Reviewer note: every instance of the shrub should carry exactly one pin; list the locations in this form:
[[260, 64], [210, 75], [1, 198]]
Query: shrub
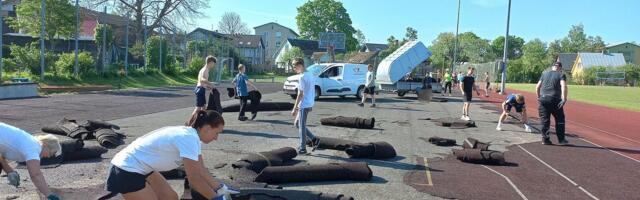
[[66, 62]]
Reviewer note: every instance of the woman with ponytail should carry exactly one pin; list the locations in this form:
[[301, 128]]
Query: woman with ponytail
[[135, 171]]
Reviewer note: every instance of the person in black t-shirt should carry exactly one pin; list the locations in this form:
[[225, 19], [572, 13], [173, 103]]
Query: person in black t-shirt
[[467, 86], [552, 95]]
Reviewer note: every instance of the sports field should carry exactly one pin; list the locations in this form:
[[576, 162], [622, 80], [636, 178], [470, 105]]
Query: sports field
[[626, 98]]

^^^^^^^^^^^^^^^^

→ **TASK DETAILS**: Omit the pictures, then quote the rest of the material above exactly.

→ **ANSWER**:
Reviewer note: every instance of the shrub should carry exactly one pin; list the locations in this form:
[[260, 64], [210, 75], [1, 198]]
Query: shrub
[[66, 62]]
Reviewer note: every instance of the woman with ponytail should carry exactly one pin; list the locations in this form:
[[301, 128]]
Query: woman with ponytail
[[135, 171]]
Reviewer note: every instance of the person in black t-shirt should carry exactly one pin; list the locations in this form:
[[225, 19], [572, 13], [173, 103]]
Query: person in black t-shirt
[[467, 86], [552, 95]]
Reviewer note: every instance of the sports field should carry exactly one pin; list the locations in this form:
[[576, 162], [622, 80], [636, 178], [470, 105]]
Query: sports field
[[626, 98]]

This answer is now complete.